▶
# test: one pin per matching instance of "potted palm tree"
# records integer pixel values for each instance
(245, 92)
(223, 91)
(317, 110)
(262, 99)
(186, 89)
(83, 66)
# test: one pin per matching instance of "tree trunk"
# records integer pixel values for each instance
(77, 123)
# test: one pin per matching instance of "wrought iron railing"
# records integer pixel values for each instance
◀
Rewrite all the lines above, putting "marker" wherever "pin" appears and leaving everything else the same.

# test: one marker per matching instance of "potted palm tree"
# records integer pixel values for each instance
(245, 92)
(223, 91)
(317, 110)
(262, 99)
(186, 89)
(83, 66)
# test: one marker per matching instance of "tree trunk"
# records integer pixel values for each instance
(77, 123)
# test: one marker per matching instance of "wrought iron railing"
# records integer pixel values for each instance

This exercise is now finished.